** Start Excerpted passage **

= Emil Spjøtvoll =

Norwegian mathematician (1940–2002)

Emil Oskar Spjøtvoll (21 July 1940 – 4 March 2002) was a Norwegian mathematician and statistician.

== Early life ==
Spjøtvoll was born in Hemne Municipality. He finished his secondary education in 1959 at Trondheim Cathedral School, took the cand.mag. degree at the University of Oslo in 1962 and then the cand.real. degree in 1964. Spjøtvoll lectured at the university from 1965 to 1968, and in 1968 he took the dr.philos. degree with the thesis A Mixed Model in the Analysis of Variance. Optimal Properties.

== Career ==
He was a guest scholar at University of California, Berkeley and the University of Wisconsin, Madison from 1968 to 1970, then docent at the University of Oslo. From 1973 to 1983 he was a professor at the Norwegian College of Agriculture. Spjøtvoll had guest scholarships in Paris (1980–1981) and Zürich (1982–1983).

** End Excerpted passage **
** Start Supplied entries **

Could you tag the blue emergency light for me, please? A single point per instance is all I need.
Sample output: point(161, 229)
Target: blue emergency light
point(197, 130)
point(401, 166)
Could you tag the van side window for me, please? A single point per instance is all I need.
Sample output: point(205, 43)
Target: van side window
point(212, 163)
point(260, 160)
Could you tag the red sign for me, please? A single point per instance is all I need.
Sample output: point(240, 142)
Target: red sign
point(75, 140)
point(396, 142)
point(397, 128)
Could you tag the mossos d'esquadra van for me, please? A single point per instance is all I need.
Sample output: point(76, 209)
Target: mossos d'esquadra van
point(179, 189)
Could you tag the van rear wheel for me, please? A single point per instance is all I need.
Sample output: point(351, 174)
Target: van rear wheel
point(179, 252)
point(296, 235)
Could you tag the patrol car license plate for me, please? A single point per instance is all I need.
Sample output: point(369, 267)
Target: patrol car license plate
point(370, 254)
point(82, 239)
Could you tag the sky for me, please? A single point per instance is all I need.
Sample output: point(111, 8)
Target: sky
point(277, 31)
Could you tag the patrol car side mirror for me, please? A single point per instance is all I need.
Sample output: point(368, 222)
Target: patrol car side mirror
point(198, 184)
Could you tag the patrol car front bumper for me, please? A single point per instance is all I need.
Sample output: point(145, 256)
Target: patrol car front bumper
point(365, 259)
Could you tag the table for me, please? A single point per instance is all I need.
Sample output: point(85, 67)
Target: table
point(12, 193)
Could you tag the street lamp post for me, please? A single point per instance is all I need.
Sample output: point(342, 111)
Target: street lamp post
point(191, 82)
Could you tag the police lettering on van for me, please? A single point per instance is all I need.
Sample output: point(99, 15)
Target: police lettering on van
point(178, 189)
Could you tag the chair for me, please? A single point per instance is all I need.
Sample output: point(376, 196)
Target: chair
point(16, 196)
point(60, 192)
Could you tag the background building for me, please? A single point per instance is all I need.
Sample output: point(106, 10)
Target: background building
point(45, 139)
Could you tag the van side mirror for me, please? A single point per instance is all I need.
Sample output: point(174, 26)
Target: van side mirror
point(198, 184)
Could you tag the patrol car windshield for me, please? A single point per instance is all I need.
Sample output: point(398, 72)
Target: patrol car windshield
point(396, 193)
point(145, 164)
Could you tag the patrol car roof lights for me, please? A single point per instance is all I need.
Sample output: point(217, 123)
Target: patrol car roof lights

** End Supplied entries **

Stated goal 1.
In the Emil Spjøtvoll biography, what was the title of the thesis for his dr.philos. degree?
Stated goal 2.
Pick up the Emil Spjøtvoll biography after its final sentence and carry it forward.

Right answer 1.
A Mixed Model in the Analysis of Variance. Optimal Properties.

Right answer 2.
In 1983 Spjøtvoll was hired at the Norwegian Institute of Technology. He was prorector from 1990 to 1993 and rector from 1993 to 1995. Spjøtvoll was then the first rector at the Norwegian University of Science and Technology, a post he held from 1996 until 31 December 2001. He also worked for Statistics Norway and SINTEF. Spjøtvoll was originally an opponent of the merger which led to the Norwegian University of Science and Technology, but then turned around and became a defender of the new university.

Spjøtvoll was a fellow of the Norwegian Academy of Technological Sciences from 1984, the Royal Norwegian Society of Sciences and Letters from 1985, the Norwegian Academy of Science and Letters from 1987. In 1999 he was decorated as a Commander of the Order of St. Olav.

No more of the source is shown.